Point-per-instance localization data:
________________
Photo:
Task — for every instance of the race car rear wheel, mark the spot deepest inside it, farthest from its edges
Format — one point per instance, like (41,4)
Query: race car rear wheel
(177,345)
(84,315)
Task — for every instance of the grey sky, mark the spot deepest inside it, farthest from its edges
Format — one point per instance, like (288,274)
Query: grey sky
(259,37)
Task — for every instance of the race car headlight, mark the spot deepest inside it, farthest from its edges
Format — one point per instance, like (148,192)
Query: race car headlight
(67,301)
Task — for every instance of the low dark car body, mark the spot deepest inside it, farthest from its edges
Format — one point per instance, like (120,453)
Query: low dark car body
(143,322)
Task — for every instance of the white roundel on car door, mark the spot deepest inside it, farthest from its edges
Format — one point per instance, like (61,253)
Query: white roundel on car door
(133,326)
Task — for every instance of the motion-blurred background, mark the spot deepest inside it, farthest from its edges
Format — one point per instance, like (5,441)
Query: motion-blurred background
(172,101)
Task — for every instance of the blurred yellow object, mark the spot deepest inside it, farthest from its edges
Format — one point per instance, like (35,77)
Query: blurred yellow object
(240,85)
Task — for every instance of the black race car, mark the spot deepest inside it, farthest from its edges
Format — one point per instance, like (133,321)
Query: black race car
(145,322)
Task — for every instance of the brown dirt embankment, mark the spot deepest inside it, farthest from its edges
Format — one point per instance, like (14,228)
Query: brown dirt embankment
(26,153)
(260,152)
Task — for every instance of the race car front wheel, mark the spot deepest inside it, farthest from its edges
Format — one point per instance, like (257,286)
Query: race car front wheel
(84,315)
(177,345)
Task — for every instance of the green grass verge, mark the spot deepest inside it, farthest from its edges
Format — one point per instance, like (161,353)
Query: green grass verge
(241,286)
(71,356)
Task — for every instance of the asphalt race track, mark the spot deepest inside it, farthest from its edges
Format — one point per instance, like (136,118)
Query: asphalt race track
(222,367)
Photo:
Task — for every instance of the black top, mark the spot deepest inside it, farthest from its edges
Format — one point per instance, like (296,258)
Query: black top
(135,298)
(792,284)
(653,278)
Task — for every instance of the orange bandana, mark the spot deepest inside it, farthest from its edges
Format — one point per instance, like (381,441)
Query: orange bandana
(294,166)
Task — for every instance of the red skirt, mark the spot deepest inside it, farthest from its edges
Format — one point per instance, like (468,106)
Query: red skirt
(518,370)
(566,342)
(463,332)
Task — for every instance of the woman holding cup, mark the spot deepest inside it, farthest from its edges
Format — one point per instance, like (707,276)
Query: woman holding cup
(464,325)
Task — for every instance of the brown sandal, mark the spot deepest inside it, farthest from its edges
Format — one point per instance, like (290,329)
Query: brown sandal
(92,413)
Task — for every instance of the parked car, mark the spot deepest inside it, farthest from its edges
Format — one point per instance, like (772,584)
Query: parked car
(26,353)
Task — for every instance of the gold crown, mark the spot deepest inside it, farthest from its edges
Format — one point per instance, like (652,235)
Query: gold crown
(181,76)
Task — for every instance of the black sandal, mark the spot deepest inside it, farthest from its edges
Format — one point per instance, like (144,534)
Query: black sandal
________________
#### The problem:
Every entry above should be returned exactly as written.

#### Written response:
Photo:
Task — for every instance of the race car rear wheel, mark the spot deepest inside it, farthest from its edges
Format — one point per instance, like (41,4)
Query: race car rear wheel
(177,345)
(84,315)
Task — for every instance of the grey sky, mark the spot deepest inside it, farthest from its edges
Format — one point per instance, like (288,274)
Query: grey sky
(259,37)
Task — for every instance of the race car headlight, mark the spot deepest inside it, farthest from its edges
Format — one point per instance, like (148,192)
Query: race car headlight
(67,301)
Task — for every instance of the low dark car body, mark the spot deepest inside it, farthest from its edges
Format — one point per instance, like (120,453)
Query: low dark car body
(143,322)
Task — for every instance of the white roundel on car door, mark the spot deepest inside it, farthest from its edges
Format — one point per instance, like (61,253)
Query: white roundel on car door
(133,326)
Task — for every instance of the motion-blurred background, mark the spot deepest inside it, farthest from its edges
Format — one point per instance, like (5,441)
Query: motion-blurred background
(172,101)
Task — for every instance of the blurred yellow object, mark the spot deepest inside it, farthest from its edges
Format — one point per instance, like (35,77)
Query: blurred yellow object
(240,85)
Task — for every instance of the black race car, mark the spot deepest inside it, farthest from its edges
Format — one point per instance, like (133,321)
Query: black race car
(145,322)
Task — for every instance of the brown dirt embankment, mark the spot deepest inside it, farthest from its edges
Format — one point per instance, like (14,228)
Query: brown dirt embankment
(26,153)
(260,152)
Task — for every instance of the race car front wheel, mark the spot deepest inside it, farthest from its edges
Format — one point per instance, like (257,286)
Query: race car front wheel
(84,315)
(177,345)
Task — for every instance of the green grass verge, mark the spot deepest inside it, farthest from its edges
Format — one point per instance, like (161,353)
Query: green grass verge
(241,286)
(71,356)
Task — for every instance of the asphalt race track, mark the spot deepest inside it, farthest from its edges
Format — one point per instance, like (136,118)
Query: asphalt race track
(222,367)
Photo:
Task — for every instance of the black top, mark the spot deepest inside it, farthest from its edges
Format — one point per instance, like (296,258)
Query: black top
(135,298)
(792,284)
(653,278)
Task — for every instance of the orange bandana, mark the spot deepest inside it, farthest from its edges
Format — one point per instance, like (381,441)
Query: orange bandana
(294,166)
Task — for every instance of the red skirt, mark the spot deepest inside it, farthest from its edges
Format — one point per instance, like (468,106)
Query: red skirt
(518,370)
(566,342)
(463,332)
Task — for every instance of the woman holding cup, mark the spot deepest inside it, farthest from its edges
Format — one point per instance, like (707,276)
Query: woman holding cup
(464,325)
Task — for every instance of the brown sandal, mark the spot deepest inside it, farthest from its edges
Format — one point per instance, like (290,329)
Query: brown sandal
(92,413)
Task — for every instance of the parked car, mark the spot deepest inside it, farthest from its edges
Format — one point per instance, like (772,584)
Query: parked car
(26,353)
Task — for every instance of the gold crown, mark the spot deepest inside it, farthest from its edges
Format — one point per instance, like (652,235)
Query: gold crown
(181,76)
Task — for every instance of the black sandal, mark the spot deepest inside it, farthest from its edges
Format — one point per instance, like (144,534)
Query: black sandal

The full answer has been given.